__Description of the task__
Exclude the pictures and retype the entries as written.
━━━━━ Dataset excerpts ━━━━━
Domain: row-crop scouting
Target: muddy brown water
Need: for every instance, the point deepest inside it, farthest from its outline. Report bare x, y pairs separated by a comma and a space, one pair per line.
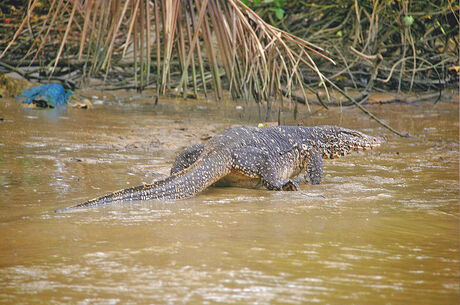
383, 227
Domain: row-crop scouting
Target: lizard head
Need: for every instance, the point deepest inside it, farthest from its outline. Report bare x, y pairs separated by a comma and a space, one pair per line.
338, 141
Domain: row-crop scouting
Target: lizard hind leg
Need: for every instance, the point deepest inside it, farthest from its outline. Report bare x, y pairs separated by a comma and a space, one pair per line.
255, 163
186, 158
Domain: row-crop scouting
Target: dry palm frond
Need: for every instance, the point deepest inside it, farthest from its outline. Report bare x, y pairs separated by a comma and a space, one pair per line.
223, 37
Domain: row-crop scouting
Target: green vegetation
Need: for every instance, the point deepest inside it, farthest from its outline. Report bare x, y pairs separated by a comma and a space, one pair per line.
191, 46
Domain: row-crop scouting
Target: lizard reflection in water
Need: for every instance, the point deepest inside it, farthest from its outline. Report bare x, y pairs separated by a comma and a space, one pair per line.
249, 157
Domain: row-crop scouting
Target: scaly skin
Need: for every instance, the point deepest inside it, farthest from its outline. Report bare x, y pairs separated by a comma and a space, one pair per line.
247, 156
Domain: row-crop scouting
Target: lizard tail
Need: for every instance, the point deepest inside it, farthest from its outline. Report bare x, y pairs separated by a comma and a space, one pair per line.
182, 185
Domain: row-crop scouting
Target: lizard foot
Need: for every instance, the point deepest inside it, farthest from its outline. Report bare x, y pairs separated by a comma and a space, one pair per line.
290, 185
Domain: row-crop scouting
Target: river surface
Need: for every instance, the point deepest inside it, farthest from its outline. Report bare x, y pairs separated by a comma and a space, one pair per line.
382, 228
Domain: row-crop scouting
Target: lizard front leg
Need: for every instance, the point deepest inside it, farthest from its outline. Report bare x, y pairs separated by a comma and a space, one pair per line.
255, 163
━━━━━
__Problem solution__
Domain: row-crop scouting
Target: muddy brown water
Need: for every instance, the point deepest inside it, farthest from its outline. Report bare x, y pairs separated by a comma and a space, one pair per line.
383, 227
Domain: row-crop scouting
Target: lizard head
Need: for every instance, the point deepest inside it, farthest from its outline. Report bare x, y pairs separated by a comma and a space, one pair per line.
338, 141
Domain: row-crop scouting
Target: lizard hind leg
Need: for every instance, the point deepest inside it, farthest from its outline. Report bare x, y pairs separated by a comma and a space, one pair per line.
255, 163
186, 158
Domain: row-crop scouting
Target: dry palm frond
Need: for every instance, the point deepest inside it, farthest from its outline. Report bare x, y pairs separated by a comma and a space, one pair per line.
223, 37
Domain: row-crop scouting
Target: green vegetation
Need: for every instance, the point deepest inside it, farthest from its outline. Report bare x, y pairs separated by a comma and a space, one pair per line.
191, 46
Domain: row-crop scouting
Target: lizard reflection in water
Need: for every instance, the point deepest inside it, farthest from its outline. Report bare x, y pairs separated by a comma and a space, one pair per line.
249, 157
Domain: row-crop scouting
Target: scaly skin
Need: for every instance, the point deepest inside it, farthest from its outline. Report bare x, y pairs separated by a comma and a space, one pair per line.
247, 156
Domain: row-crop scouting
Target: lizard tail
Need: for every instance, the point deepest inside it, farthest from its outline. Report bare x, y pairs separated by a comma and a space, one pair per line.
182, 185
Domain: row-crop scouting
Target: lizard foot
Need: for every instance, the point deepest inside it, farthest from its outline. Report bare x, y pairs separated by a comma and a space, one pair per line.
290, 185
Domain: row-crop scouting
Target: river surface
Need: for every instance, the point deepest inside it, farthest from its outline. Report bare x, y pairs separated by a comma and a space, one pair per line.
382, 228
Domain: row-crop scouting
Target: lizard front leg
Need: for every instance, the point deepest inside it, farthest from its outline. Report bare x, y pairs separated by a comma and a space, one pair per line.
255, 163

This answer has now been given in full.